必須課題 1: 読解文のうち、「キンドリルは、2021年9月」を含む語句から始め、「とで効率化し、対処している。」の後で終わる部分を一字一句そのまま書き写すこと。

読解文:
§ §
地方自治体などは、2025年度末までに20業務をガバメントクラウドに移行するよう定められている。アプリケーション移行やモダナイズの計画、設計、実行など、クリアしていかなければならない課題は多い。さらに担当者の頭を痛めるのが「セキュリティ統制」の問題だ。これについて、AWSセキュリティのイベントでキンドリルジャパンのエキスパートが提言を行った。
2023年3月10日、公共・金融分野の組織がセキュリティについての理解を深めるためのセミナーイベント「AWS Security and Risk Management Forum」が開催された。
公共分野を対象としたセッションでは、「ガバメントクラウド時代、公共組織に求められる『セキュリティ統制』とは」と題し、クラウドを活用する公共組織におけるセキュリティ課題の解決について、キンドリルジャパンの山口牧人氏(公共・公益事業本部 公共事業部 営業部長)と臼杵翔梧氏(ストラテジック・サービス本部 クラウドテクノロジーサービス事業部 クラウドソリューションデザイン クラウドアーキテクト)が解説した。
キンドリルは、2021年9月にIBMのマネージドインフラストラクチャサービス事業が分社化して誕生した新しい会社だ。しかし、IBM時代を含めれば、80年にわたり日本でビジネスを続けており、長い歴史の中では官公庁や自治体などで多くの実績がある。同社は、「ネットワーク&エッジ」「セキュリティ&レジリエンシー」「クラウド」「アプリケーション&データAI」「メインフレーム」「デジタルワークプレース」という6つの技術領域を得意としている。
「それぞれの領域に専門家を配置し、お客さまのさまざまな困りごとを支援しています」と山口氏。同社は設計から構築、運用に至るまでの支援をワンストップで提供でき、特に運用部分には力を入れている。運用は人を大量に投入する人海戦術ではなく、AIを用いて極力自動化することで効率化し、対処している。
§ §
必須課題 2: 記録のうち、「bush」という文字列を含む行をすべて集めること。
§ §
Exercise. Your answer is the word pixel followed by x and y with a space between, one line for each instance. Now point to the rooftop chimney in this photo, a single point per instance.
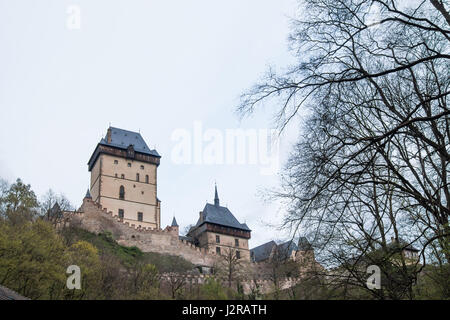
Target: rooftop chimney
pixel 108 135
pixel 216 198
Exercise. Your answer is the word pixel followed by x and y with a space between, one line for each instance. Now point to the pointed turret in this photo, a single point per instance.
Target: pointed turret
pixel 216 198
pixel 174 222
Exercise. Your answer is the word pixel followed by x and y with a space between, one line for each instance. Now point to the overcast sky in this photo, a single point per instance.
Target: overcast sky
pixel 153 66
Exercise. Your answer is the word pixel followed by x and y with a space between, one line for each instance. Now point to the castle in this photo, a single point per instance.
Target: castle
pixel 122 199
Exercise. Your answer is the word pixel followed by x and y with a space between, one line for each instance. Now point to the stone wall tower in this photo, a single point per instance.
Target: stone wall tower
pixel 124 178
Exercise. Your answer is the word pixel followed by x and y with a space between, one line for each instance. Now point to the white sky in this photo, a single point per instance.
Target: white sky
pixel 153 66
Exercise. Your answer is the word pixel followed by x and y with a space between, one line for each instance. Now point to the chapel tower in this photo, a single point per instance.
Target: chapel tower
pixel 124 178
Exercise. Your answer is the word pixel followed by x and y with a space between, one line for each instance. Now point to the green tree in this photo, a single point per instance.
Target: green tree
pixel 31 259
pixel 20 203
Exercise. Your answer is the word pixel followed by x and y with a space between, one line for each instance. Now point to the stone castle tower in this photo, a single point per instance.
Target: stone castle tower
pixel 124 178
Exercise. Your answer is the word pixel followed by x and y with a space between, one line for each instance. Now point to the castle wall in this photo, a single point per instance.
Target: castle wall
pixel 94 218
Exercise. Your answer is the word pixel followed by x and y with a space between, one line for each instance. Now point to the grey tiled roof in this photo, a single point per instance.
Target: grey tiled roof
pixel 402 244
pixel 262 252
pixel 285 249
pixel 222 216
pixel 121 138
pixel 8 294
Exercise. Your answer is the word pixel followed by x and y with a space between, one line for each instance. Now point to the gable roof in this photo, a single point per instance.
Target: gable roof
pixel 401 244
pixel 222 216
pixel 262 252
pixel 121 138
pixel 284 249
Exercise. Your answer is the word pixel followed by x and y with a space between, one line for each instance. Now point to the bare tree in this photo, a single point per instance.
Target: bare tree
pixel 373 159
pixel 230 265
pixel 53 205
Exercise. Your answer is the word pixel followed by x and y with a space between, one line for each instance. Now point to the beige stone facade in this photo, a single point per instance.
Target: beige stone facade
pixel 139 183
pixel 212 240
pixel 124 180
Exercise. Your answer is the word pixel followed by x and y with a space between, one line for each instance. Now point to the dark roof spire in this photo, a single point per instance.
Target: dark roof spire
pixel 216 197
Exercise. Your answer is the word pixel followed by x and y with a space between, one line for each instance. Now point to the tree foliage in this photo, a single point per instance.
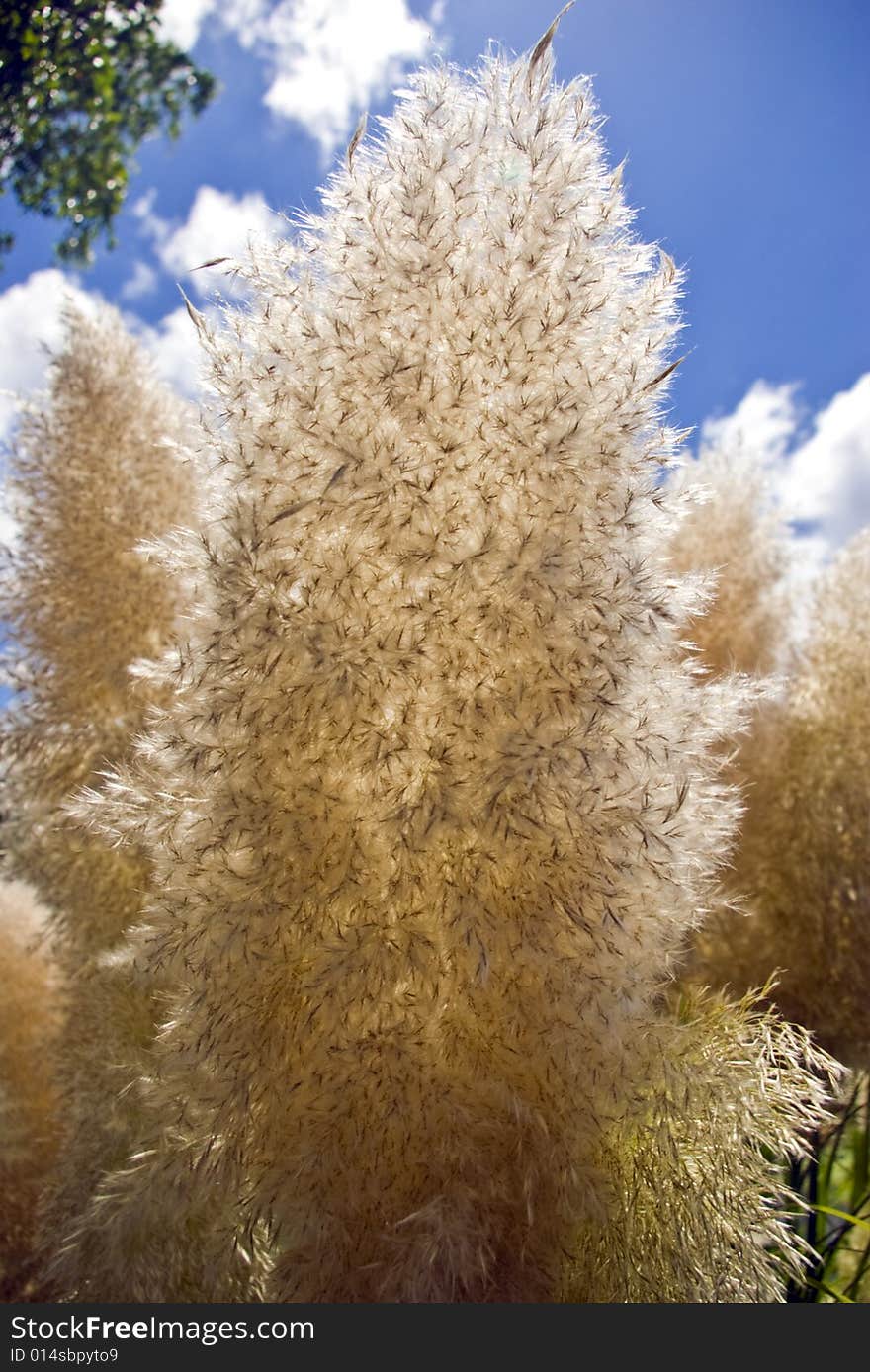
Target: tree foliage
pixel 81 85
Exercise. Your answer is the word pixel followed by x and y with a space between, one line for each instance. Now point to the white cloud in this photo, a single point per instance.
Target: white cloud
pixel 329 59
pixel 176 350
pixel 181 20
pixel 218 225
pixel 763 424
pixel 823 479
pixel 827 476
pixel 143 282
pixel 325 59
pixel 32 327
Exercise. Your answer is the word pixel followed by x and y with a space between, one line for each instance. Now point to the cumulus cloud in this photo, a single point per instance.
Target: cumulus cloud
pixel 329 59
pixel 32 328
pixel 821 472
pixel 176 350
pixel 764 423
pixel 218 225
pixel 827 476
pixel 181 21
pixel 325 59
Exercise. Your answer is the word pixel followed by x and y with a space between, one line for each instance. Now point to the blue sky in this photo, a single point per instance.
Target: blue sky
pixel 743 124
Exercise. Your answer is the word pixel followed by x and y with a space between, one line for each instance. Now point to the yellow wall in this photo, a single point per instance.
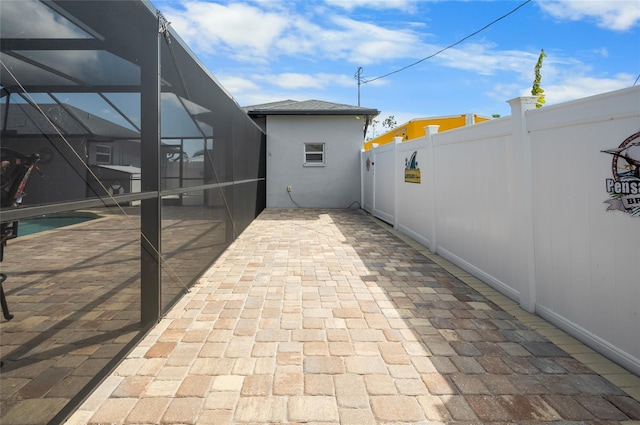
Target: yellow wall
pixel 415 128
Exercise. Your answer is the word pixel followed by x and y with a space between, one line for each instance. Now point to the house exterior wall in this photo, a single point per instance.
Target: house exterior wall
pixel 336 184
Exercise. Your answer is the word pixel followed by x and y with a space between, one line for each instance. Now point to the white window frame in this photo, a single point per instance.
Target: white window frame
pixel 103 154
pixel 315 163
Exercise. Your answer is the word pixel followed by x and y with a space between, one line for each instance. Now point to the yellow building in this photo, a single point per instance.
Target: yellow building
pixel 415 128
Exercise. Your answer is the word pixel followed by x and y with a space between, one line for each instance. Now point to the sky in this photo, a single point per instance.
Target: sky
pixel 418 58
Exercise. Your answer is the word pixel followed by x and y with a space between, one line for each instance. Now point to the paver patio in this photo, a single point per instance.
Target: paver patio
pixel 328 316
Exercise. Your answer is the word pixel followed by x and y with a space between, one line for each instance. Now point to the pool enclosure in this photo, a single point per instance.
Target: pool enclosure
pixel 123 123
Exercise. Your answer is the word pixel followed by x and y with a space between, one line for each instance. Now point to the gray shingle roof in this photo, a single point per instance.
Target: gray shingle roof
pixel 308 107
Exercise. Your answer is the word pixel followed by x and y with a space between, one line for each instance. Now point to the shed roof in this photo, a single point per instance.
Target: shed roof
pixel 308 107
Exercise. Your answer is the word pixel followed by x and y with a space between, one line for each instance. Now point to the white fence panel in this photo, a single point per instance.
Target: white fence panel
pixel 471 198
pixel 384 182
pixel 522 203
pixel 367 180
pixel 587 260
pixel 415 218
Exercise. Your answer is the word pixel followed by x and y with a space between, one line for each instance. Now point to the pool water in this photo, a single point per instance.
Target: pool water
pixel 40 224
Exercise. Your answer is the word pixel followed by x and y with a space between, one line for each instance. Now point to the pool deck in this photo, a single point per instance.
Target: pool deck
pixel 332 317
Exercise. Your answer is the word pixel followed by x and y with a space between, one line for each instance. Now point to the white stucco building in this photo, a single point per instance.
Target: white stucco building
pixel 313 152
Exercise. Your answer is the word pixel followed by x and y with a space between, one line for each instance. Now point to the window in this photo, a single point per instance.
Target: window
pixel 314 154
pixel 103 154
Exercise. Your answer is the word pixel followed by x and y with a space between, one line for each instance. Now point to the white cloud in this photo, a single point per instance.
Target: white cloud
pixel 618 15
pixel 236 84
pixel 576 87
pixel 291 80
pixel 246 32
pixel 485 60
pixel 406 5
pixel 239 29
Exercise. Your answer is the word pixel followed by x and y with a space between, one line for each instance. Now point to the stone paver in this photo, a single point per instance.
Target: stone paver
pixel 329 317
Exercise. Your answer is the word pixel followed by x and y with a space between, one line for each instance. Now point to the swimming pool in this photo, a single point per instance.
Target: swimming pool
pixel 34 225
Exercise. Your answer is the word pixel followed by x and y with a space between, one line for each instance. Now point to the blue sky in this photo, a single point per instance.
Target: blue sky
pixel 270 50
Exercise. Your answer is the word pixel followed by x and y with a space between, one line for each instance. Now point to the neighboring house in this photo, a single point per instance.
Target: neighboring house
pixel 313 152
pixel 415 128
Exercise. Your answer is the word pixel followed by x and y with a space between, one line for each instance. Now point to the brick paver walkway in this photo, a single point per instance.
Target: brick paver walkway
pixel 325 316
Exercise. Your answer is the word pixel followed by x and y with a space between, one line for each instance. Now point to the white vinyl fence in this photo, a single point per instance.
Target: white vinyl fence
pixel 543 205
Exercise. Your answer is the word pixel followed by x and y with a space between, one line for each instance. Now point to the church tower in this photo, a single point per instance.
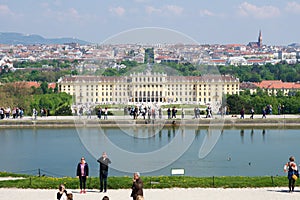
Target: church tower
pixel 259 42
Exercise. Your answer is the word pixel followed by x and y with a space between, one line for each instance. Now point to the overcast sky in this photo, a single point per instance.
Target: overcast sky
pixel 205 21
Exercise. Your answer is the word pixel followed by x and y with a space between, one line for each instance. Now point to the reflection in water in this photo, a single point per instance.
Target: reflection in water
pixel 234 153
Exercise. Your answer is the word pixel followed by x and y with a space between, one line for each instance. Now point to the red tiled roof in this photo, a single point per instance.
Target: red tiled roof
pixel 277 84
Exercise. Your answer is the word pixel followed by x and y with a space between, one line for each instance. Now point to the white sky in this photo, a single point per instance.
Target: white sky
§ §
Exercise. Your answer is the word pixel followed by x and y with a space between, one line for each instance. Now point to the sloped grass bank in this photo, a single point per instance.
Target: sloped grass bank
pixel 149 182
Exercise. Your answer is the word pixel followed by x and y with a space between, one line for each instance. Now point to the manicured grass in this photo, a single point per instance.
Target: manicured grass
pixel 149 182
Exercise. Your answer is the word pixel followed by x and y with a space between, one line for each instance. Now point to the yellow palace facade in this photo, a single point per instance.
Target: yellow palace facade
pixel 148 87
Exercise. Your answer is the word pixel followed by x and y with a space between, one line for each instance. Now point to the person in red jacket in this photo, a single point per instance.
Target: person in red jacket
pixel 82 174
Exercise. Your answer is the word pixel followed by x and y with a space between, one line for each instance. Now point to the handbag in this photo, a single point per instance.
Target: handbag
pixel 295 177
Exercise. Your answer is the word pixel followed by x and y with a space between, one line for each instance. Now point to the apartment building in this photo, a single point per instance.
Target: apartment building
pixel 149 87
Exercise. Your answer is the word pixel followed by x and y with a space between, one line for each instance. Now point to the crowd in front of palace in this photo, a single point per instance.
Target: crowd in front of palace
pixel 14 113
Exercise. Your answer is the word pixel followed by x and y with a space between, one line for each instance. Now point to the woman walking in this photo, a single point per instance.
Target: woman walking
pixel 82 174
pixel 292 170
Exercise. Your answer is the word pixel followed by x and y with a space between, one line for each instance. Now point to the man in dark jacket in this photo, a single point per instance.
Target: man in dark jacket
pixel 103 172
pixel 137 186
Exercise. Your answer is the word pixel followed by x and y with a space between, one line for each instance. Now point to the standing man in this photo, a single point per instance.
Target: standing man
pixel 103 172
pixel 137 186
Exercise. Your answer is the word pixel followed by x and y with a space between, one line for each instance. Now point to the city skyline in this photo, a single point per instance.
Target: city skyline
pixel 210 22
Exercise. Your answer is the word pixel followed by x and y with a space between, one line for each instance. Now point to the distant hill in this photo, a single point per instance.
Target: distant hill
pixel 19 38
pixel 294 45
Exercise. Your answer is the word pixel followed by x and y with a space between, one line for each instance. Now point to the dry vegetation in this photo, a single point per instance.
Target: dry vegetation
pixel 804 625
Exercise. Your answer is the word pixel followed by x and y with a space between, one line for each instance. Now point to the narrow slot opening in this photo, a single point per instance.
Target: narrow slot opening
§ §
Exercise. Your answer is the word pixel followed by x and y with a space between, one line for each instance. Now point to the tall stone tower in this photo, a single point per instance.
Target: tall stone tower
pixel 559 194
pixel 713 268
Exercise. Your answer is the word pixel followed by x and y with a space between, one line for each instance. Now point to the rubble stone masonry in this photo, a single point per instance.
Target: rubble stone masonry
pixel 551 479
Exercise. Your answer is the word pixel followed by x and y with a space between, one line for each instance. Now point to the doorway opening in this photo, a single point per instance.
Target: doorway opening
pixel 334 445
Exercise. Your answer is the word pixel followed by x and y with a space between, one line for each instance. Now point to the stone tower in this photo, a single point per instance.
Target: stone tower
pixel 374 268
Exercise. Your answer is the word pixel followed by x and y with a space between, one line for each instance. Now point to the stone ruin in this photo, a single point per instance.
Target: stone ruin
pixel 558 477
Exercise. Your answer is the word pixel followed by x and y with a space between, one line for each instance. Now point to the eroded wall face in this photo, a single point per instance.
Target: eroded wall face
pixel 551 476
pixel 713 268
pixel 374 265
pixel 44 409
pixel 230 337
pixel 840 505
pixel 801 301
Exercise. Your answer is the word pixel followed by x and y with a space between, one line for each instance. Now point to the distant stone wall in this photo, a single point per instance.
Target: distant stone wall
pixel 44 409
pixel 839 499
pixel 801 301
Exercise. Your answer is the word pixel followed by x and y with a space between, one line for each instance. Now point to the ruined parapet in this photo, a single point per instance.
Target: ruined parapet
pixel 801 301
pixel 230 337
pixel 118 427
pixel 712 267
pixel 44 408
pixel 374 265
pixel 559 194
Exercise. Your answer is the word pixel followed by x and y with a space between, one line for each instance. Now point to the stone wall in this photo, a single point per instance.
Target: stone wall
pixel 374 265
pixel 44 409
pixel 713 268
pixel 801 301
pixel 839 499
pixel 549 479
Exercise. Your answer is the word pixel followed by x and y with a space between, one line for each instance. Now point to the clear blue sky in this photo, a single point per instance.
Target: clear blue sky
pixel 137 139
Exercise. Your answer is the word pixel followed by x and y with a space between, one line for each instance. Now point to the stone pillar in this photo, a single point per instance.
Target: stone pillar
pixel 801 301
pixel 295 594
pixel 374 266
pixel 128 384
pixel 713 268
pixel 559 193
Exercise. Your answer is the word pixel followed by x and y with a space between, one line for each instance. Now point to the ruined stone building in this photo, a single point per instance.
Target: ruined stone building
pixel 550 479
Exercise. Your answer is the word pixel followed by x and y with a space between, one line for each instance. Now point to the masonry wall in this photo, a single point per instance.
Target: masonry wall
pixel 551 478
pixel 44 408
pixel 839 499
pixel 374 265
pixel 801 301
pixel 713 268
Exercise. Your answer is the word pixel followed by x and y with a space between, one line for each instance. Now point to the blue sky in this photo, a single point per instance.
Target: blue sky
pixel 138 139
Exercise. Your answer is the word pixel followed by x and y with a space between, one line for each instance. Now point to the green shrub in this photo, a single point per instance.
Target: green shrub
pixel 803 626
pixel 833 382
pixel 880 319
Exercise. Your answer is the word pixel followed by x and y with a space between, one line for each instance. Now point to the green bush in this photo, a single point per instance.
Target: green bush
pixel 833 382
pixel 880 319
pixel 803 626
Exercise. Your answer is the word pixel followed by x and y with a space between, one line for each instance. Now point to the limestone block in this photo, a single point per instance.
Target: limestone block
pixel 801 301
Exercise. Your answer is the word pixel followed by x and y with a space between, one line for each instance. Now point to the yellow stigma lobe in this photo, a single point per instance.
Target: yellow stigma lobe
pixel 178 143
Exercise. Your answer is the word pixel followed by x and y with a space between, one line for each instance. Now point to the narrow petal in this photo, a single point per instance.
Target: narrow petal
§ §
解答例 1:
キンドリルは、2021年9月にIBMのマネージドインフラストラクチャサービス事業が分社化して誕生した新しい会社だ。しかし、IBM時代を含めれば、80年にわたり日本でビジネスを続けており、長い歴史の中では官公庁や自治体などで多くの実績がある。同社は、「ネットワーク&エッジ」「セキュリティ&レジリエンシー」「クラウド」「アプリケーション&データAI」「メインフレーム」「デジタルワークプレース」という6つの技術領域を得意としている。
「それぞれの領域に専門家を配置し、お客さまのさまざまな困りごとを支援しています」と山口氏。同社は設計から構築、運用に至るまでの支援をワンストップで提供でき、特に運用部分には力を入れている。運用は人を大量に投入する人海戦術ではなく、AIを用いて極力自動化することで効率化し、対処している。

解答例 2:
Exercise. Your answer is the word pixel followed by x and y with a space between, one line for each instance. Now point to the green bush in this photo, a single point per instance.
Target: green bush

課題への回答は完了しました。